11 May, 2015

IXIO BARANDIARAN

Als ich ihm den Vorschlag mache, dieses Interview für diese zweite Ausgabe des Orbea Magazins zu führen, ist er sofort einverstanden, aber er stellt eine Bedingung: dass das Interview in seinem Haus stattfindet: “unser Haus ist unser Facebook. Das ist der Ort, an dem wir uns mit unseren Freunden treffen.”

So fahren wir an einem kalten Freitag in Dezember hoch nach Gabiria im Herzen von Guipuzcoa, um zusammen mit seiner Frau Camino und seiner Tochter Irati in dem renovierten Landhaus “Gurutzeta” zu essen.

Und wir beginnen zu plaudern…

Fangen wir von Vorne an. Erzähl mir, wie du beim Fahrradsport gelandet bist.

Das war merkwürdig. Als ich klein war, war meine Zwillingsschwester krank und meine Mutter blieb viele Stunden bei ihr im Krankenhaus. Sie schickte mich zu meinem Cousin in Urnieta. Dieser Cousin war Profiradfahrer und fuhr viel Ciclocross. Da entstand meine Begeisterung für das Fahrrad. Von klein auf war ich schon absoluter Fan des Radsports.

Ich erinnere mich, dass ich in dem Alter zu den Wettrennen in Ciclocross in Spanien meinen Cousin begleitete und mein Fahrrad größer war als ich.

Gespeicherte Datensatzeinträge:
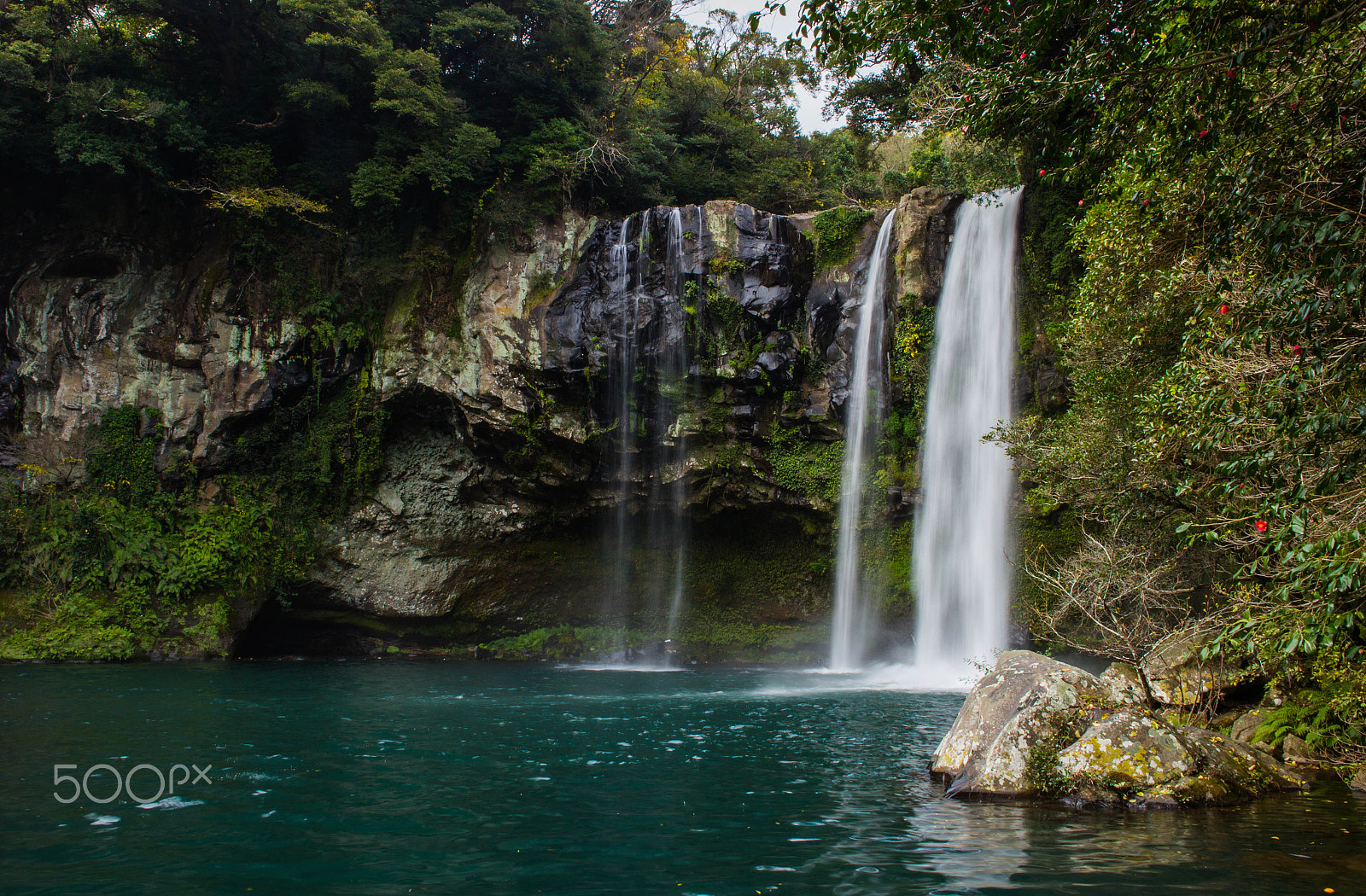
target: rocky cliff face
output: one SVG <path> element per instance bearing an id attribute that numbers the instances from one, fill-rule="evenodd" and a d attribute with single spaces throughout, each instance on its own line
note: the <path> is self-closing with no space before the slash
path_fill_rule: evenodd
<path id="1" fill-rule="evenodd" d="M 953 208 L 928 188 L 900 201 L 889 316 L 937 295 Z M 71 438 L 120 404 L 156 407 L 167 453 L 187 452 L 202 481 L 291 389 L 363 377 L 389 408 L 382 481 L 333 522 L 309 600 L 376 616 L 590 619 L 604 515 L 622 501 L 643 512 L 663 463 L 652 452 L 686 445 L 669 475 L 686 481 L 691 520 L 716 523 L 712 538 L 761 557 L 805 545 L 787 574 L 747 585 L 773 617 L 806 617 L 828 600 L 821 540 L 839 473 L 818 462 L 829 467 L 841 438 L 855 302 L 882 214 L 832 270 L 813 266 L 814 216 L 734 202 L 570 214 L 541 224 L 529 250 L 490 247 L 458 295 L 407 272 L 381 336 L 321 358 L 305 358 L 317 352 L 298 321 L 253 310 L 268 287 L 234 276 L 214 239 L 175 257 L 109 235 L 51 239 L 12 276 L 0 385 L 29 438 Z M 432 326 L 433 302 L 459 325 Z M 649 381 L 630 400 L 664 388 L 673 410 L 632 443 L 635 488 L 608 459 L 627 351 Z M 669 352 L 687 363 L 665 381 L 657 361 Z M 735 582 L 699 572 L 688 587 L 728 600 Z"/>

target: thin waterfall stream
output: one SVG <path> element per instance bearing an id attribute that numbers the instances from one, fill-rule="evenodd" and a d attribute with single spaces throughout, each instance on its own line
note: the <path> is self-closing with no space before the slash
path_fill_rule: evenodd
<path id="1" fill-rule="evenodd" d="M 1011 418 L 1019 199 L 964 202 L 944 268 L 912 548 L 922 683 L 960 686 L 1007 646 L 1011 462 L 984 437 Z"/>
<path id="2" fill-rule="evenodd" d="M 682 337 L 687 284 L 682 209 L 647 209 L 626 219 L 608 257 L 620 324 L 607 362 L 616 415 L 607 460 L 617 494 L 609 537 L 612 586 L 602 615 L 620 628 L 620 658 L 632 660 L 638 656 L 626 630 L 637 611 L 663 621 L 665 641 L 678 634 L 683 613 L 687 447 L 679 412 L 688 356 Z"/>
<path id="3" fill-rule="evenodd" d="M 877 231 L 877 243 L 863 276 L 850 370 L 850 396 L 844 406 L 844 466 L 840 474 L 840 523 L 835 555 L 835 613 L 831 619 L 831 669 L 859 668 L 872 634 L 873 608 L 863 587 L 859 526 L 863 511 L 863 473 L 877 448 L 881 430 L 882 321 L 887 291 L 887 257 L 896 210 L 888 212 Z M 881 399 L 881 396 L 878 396 Z"/>

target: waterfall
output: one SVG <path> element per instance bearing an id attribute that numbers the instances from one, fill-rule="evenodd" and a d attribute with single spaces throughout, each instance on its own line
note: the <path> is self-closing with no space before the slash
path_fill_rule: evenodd
<path id="1" fill-rule="evenodd" d="M 892 242 L 896 209 L 882 219 L 877 244 L 863 275 L 863 295 L 858 306 L 858 329 L 850 367 L 848 400 L 844 403 L 844 468 L 840 474 L 840 529 L 835 559 L 835 615 L 831 620 L 831 669 L 856 669 L 872 628 L 872 611 L 865 601 L 859 553 L 859 522 L 863 509 L 863 470 L 877 449 L 881 430 L 881 402 L 869 402 L 882 382 L 882 292 L 887 288 L 887 253 Z"/>
<path id="2" fill-rule="evenodd" d="M 665 251 L 665 283 L 668 285 L 668 302 L 663 313 L 668 316 L 665 326 L 673 325 L 682 333 L 683 321 L 683 291 L 687 284 L 687 269 L 683 250 L 683 210 L 669 209 L 668 242 Z M 686 340 L 678 339 L 667 341 L 658 359 L 658 399 L 656 403 L 656 430 L 663 440 L 660 451 L 658 475 L 656 477 L 657 494 L 653 505 L 657 515 L 663 515 L 661 540 L 656 544 L 667 546 L 672 555 L 672 563 L 667 580 L 661 586 L 667 594 L 661 594 L 657 602 L 668 606 L 664 635 L 673 641 L 678 635 L 679 617 L 683 613 L 683 564 L 687 561 L 687 481 L 684 479 L 687 463 L 687 437 L 683 433 L 683 422 L 679 419 L 680 399 L 683 397 L 687 381 L 687 346 Z"/>
<path id="3" fill-rule="evenodd" d="M 637 344 L 635 333 L 639 318 L 639 277 L 637 288 L 631 283 L 631 220 L 622 221 L 616 243 L 608 250 L 612 264 L 612 292 L 623 296 L 622 332 L 616 350 L 608 356 L 608 392 L 616 399 L 616 518 L 612 544 L 612 589 L 602 601 L 602 619 L 608 621 L 626 613 L 631 593 L 631 470 L 635 455 L 635 423 L 632 404 L 635 399 Z M 637 264 L 639 264 L 639 253 Z M 623 628 L 626 623 L 622 623 Z M 622 632 L 623 649 L 626 634 Z"/>
<path id="4" fill-rule="evenodd" d="M 1007 643 L 1011 463 L 982 437 L 1011 417 L 1019 190 L 964 202 L 944 269 L 915 520 L 918 677 L 975 679 Z"/>
<path id="5" fill-rule="evenodd" d="M 656 258 L 660 240 L 652 240 L 652 228 L 661 223 L 664 239 Z M 619 324 L 607 358 L 616 421 L 604 460 L 617 494 L 608 538 L 612 585 L 602 617 L 620 620 L 617 647 L 630 658 L 624 628 L 637 609 L 664 621 L 668 639 L 678 634 L 683 612 L 687 485 L 679 412 L 687 385 L 687 258 L 682 210 L 650 209 L 622 221 L 608 247 L 608 299 Z M 642 486 L 643 512 L 638 505 Z"/>

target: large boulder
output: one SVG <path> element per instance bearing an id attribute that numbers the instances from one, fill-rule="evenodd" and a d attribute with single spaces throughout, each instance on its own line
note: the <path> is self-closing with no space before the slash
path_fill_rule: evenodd
<path id="1" fill-rule="evenodd" d="M 1124 699 L 1090 672 L 1009 650 L 967 695 L 930 770 L 952 779 L 960 795 L 1026 792 L 1030 747 L 1053 736 L 1076 710 L 1106 702 Z"/>
<path id="2" fill-rule="evenodd" d="M 1176 729 L 1138 708 L 1106 713 L 1057 754 L 1068 776 L 1117 789 L 1147 789 L 1191 772 L 1197 759 Z"/>
<path id="3" fill-rule="evenodd" d="M 951 796 L 1070 806 L 1231 803 L 1305 785 L 1272 757 L 1150 712 L 1132 667 L 1101 676 L 1027 650 L 1001 654 L 932 759 Z"/>

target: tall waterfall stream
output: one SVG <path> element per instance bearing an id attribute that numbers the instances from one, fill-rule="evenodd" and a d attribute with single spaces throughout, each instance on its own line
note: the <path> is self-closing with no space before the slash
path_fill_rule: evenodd
<path id="1" fill-rule="evenodd" d="M 840 475 L 840 527 L 835 555 L 835 616 L 831 620 L 831 669 L 847 672 L 863 662 L 873 627 L 872 606 L 865 600 L 861 570 L 859 526 L 863 509 L 863 473 L 877 449 L 881 402 L 870 402 L 882 382 L 882 321 L 887 291 L 887 253 L 892 243 L 896 210 L 882 219 L 877 244 L 867 260 L 863 294 L 858 305 L 850 396 L 844 404 L 844 468 Z"/>
<path id="2" fill-rule="evenodd" d="M 964 202 L 944 268 L 912 548 L 925 683 L 975 679 L 1007 643 L 1011 463 L 984 436 L 1011 417 L 1018 213 L 1018 190 Z"/>

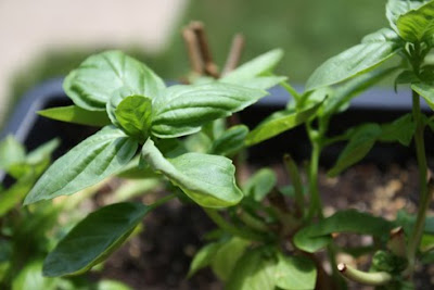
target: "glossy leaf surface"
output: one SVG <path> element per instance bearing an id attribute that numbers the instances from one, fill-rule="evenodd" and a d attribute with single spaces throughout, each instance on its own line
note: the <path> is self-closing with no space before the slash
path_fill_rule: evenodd
<path id="1" fill-rule="evenodd" d="M 56 160 L 31 189 L 25 204 L 75 193 L 119 172 L 133 157 L 138 143 L 107 126 Z"/>
<path id="2" fill-rule="evenodd" d="M 354 210 L 341 211 L 307 226 L 294 236 L 295 245 L 306 252 L 314 253 L 324 248 L 332 240 L 333 232 L 354 232 L 386 237 L 394 224 L 383 218 L 360 213 Z"/>
<path id="3" fill-rule="evenodd" d="M 142 156 L 201 206 L 231 206 L 243 198 L 235 185 L 235 167 L 227 157 L 186 153 L 165 159 L 151 139 L 144 143 Z"/>
<path id="4" fill-rule="evenodd" d="M 38 111 L 38 114 L 56 121 L 88 126 L 103 127 L 111 124 L 107 113 L 88 111 L 78 105 L 51 108 Z"/>
<path id="5" fill-rule="evenodd" d="M 78 275 L 105 260 L 149 212 L 141 203 L 104 206 L 78 223 L 47 256 L 43 275 Z"/>
<path id="6" fill-rule="evenodd" d="M 202 125 L 241 111 L 266 94 L 264 90 L 219 83 L 173 86 L 153 103 L 152 134 L 174 138 L 196 133 Z"/>
<path id="7" fill-rule="evenodd" d="M 369 72 L 400 50 L 399 38 L 392 29 L 368 35 L 360 45 L 345 50 L 321 64 L 309 77 L 306 90 L 330 86 Z"/>
<path id="8" fill-rule="evenodd" d="M 336 176 L 342 171 L 362 160 L 381 134 L 381 127 L 376 124 L 365 124 L 355 128 L 349 142 L 341 152 L 336 164 L 328 172 L 328 175 Z"/>
<path id="9" fill-rule="evenodd" d="M 120 51 L 105 51 L 88 58 L 71 72 L 63 88 L 76 105 L 89 111 L 103 111 L 112 93 L 120 88 L 155 98 L 165 85 L 143 63 Z"/>

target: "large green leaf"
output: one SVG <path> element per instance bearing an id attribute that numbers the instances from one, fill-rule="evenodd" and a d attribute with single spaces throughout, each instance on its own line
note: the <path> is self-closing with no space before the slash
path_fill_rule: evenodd
<path id="1" fill-rule="evenodd" d="M 342 112 L 348 108 L 349 101 L 370 88 L 384 77 L 396 72 L 397 67 L 388 67 L 384 70 L 375 70 L 367 74 L 349 79 L 345 84 L 337 86 L 329 98 L 326 99 L 321 115 L 333 115 L 336 112 Z"/>
<path id="2" fill-rule="evenodd" d="M 285 290 L 315 289 L 317 268 L 315 263 L 305 256 L 285 256 L 279 253 L 276 268 L 276 286 Z"/>
<path id="3" fill-rule="evenodd" d="M 360 45 L 329 59 L 309 77 L 306 90 L 330 86 L 363 74 L 400 50 L 398 35 L 388 28 L 366 36 Z"/>
<path id="4" fill-rule="evenodd" d="M 405 114 L 392 123 L 383 124 L 381 129 L 382 134 L 379 138 L 380 141 L 398 141 L 404 146 L 409 146 L 414 135 L 416 123 L 413 122 L 411 114 Z"/>
<path id="5" fill-rule="evenodd" d="M 13 137 L 8 136 L 0 142 L 0 169 L 9 171 L 9 167 L 25 161 L 26 150 Z"/>
<path id="6" fill-rule="evenodd" d="M 267 139 L 270 139 L 285 130 L 292 129 L 315 115 L 320 104 L 303 109 L 301 111 L 284 110 L 278 111 L 264 119 L 254 128 L 245 139 L 246 146 L 254 146 Z"/>
<path id="7" fill-rule="evenodd" d="M 142 96 L 125 98 L 116 108 L 115 116 L 120 127 L 139 141 L 148 139 L 151 128 L 151 100 Z"/>
<path id="8" fill-rule="evenodd" d="M 228 280 L 228 290 L 275 290 L 277 259 L 264 249 L 245 252 Z"/>
<path id="9" fill-rule="evenodd" d="M 43 275 L 78 275 L 104 261 L 129 237 L 150 207 L 141 203 L 104 206 L 78 223 L 46 257 Z"/>
<path id="10" fill-rule="evenodd" d="M 201 206 L 231 206 L 243 198 L 235 184 L 235 167 L 227 157 L 186 153 L 165 159 L 151 139 L 144 143 L 142 156 Z"/>
<path id="11" fill-rule="evenodd" d="M 220 78 L 220 81 L 237 85 L 240 84 L 240 81 L 246 81 L 264 75 L 265 73 L 270 73 L 282 58 L 283 50 L 281 49 L 268 51 L 252 61 L 240 65 L 237 70 Z"/>
<path id="12" fill-rule="evenodd" d="M 152 134 L 174 138 L 196 133 L 201 126 L 241 111 L 267 92 L 228 84 L 173 86 L 153 103 Z"/>
<path id="13" fill-rule="evenodd" d="M 396 22 L 399 36 L 409 42 L 429 40 L 434 35 L 434 1 L 400 15 Z"/>
<path id="14" fill-rule="evenodd" d="M 278 182 L 278 177 L 270 168 L 261 168 L 255 173 L 243 187 L 246 197 L 261 201 Z"/>
<path id="15" fill-rule="evenodd" d="M 89 111 L 103 111 L 112 93 L 120 88 L 156 98 L 165 85 L 143 63 L 120 51 L 105 51 L 88 58 L 71 72 L 63 88 L 76 105 Z"/>
<path id="16" fill-rule="evenodd" d="M 382 129 L 378 124 L 365 124 L 355 128 L 349 142 L 341 152 L 336 164 L 329 171 L 328 175 L 336 176 L 342 171 L 363 159 L 381 134 Z"/>
<path id="17" fill-rule="evenodd" d="M 56 121 L 63 121 L 63 122 L 88 125 L 88 126 L 102 127 L 111 124 L 107 113 L 88 111 L 77 105 L 47 109 L 38 111 L 38 114 Z"/>
<path id="18" fill-rule="evenodd" d="M 233 155 L 244 147 L 247 134 L 248 128 L 244 125 L 230 127 L 213 142 L 210 153 L 224 156 Z"/>
<path id="19" fill-rule="evenodd" d="M 391 27 L 398 33 L 396 23 L 400 15 L 406 14 L 410 10 L 418 9 L 423 3 L 430 2 L 431 0 L 388 0 L 386 4 L 386 16 Z"/>
<path id="20" fill-rule="evenodd" d="M 104 127 L 55 161 L 24 203 L 72 194 L 92 186 L 128 164 L 137 147 L 137 141 L 120 129 Z"/>
<path id="21" fill-rule="evenodd" d="M 434 110 L 434 86 L 426 83 L 412 84 L 411 89 L 419 93 Z"/>
<path id="22" fill-rule="evenodd" d="M 228 280 L 251 243 L 251 241 L 238 237 L 222 242 L 210 262 L 214 274 L 224 281 Z"/>
<path id="23" fill-rule="evenodd" d="M 333 232 L 354 232 L 381 238 L 387 237 L 393 227 L 393 223 L 383 218 L 347 210 L 302 228 L 295 234 L 293 241 L 298 249 L 314 253 L 329 244 Z"/>

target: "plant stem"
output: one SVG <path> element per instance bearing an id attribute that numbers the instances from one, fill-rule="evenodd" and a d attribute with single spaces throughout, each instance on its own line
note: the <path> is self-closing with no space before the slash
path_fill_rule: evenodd
<path id="1" fill-rule="evenodd" d="M 222 230 L 233 235 L 238 236 L 240 238 L 244 238 L 247 240 L 256 240 L 256 241 L 264 241 L 264 237 L 261 235 L 247 231 L 247 230 L 242 230 L 235 227 L 234 225 L 229 224 L 216 210 L 213 209 L 206 209 L 202 207 L 205 213 L 209 216 L 209 218 L 217 225 L 219 228 Z"/>
<path id="2" fill-rule="evenodd" d="M 309 164 L 309 194 L 310 194 L 310 204 L 308 212 L 308 219 L 315 217 L 316 214 L 320 218 L 322 218 L 322 202 L 319 196 L 318 189 L 318 166 L 319 166 L 319 156 L 321 153 L 321 146 L 318 140 L 311 138 L 312 143 L 312 152 L 310 155 L 310 164 Z"/>
<path id="3" fill-rule="evenodd" d="M 422 114 L 420 111 L 420 98 L 416 91 L 412 91 L 412 114 L 416 123 L 416 131 L 414 131 L 414 146 L 416 146 L 416 155 L 418 160 L 419 166 L 419 190 L 420 190 L 420 202 L 418 216 L 416 219 L 416 225 L 413 227 L 413 231 L 409 237 L 408 242 L 408 274 L 411 276 L 414 269 L 416 263 L 416 254 L 421 241 L 424 224 L 425 224 L 425 215 L 430 204 L 431 199 L 429 199 L 427 192 L 427 182 L 426 182 L 426 174 L 427 174 L 427 165 L 426 165 L 426 156 L 425 156 L 425 144 L 423 138 L 424 131 L 424 123 L 422 119 Z"/>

Deine Aufgabe:
Gib das Interview mit Ixio Barandiaran vollständig und wortgetreu wieder.

Ergebnis der Aufgabe:
11 May, 2015

IXIO BARANDIARAN

Als ich ihm den Vorschlag mache, dieses Interview für diese zweite Ausgabe des Orbea Magazins zu führen, ist er sofort einverstanden, aber er stellt eine Bedingung: dass das Interview in seinem Haus stattfindet: “unser Haus ist unser Facebook. Das ist der Ort, an dem wir uns mit unseren Freunden treffen.”

So fahren wir an einem kalten Freitag in Dezember hoch nach Gabiria im Herzen von Guipuzcoa, um zusammen mit seiner Frau Camino und seiner Tochter Irati in dem renovierten Landhaus “Gurutzeta” zu essen.

Und wir beginnen zu plaudern…

Fangen wir von Vorne an. Erzähl mir, wie du beim Fahrradsport gelandet bist.

Das war merkwürdig. Als ich klein war, war meine Zwillingsschwester krank und meine Mutter blieb viele Stunden bei ihr im Krankenhaus. Sie schickte mich zu meinem Cousin in Urnieta. Dieser Cousin war Profiradfahrer und fuhr viel Ciclocross. Da entstand meine Begeisterung für das Fahrrad. Von klein auf war ich schon absoluter Fan des Radsports.

Ich erinnere mich, dass ich in dem Alter zu den Wettrennen in Ciclocross in Spanien meinen Cousin begleitete und mein Fahrrad größer war als ich.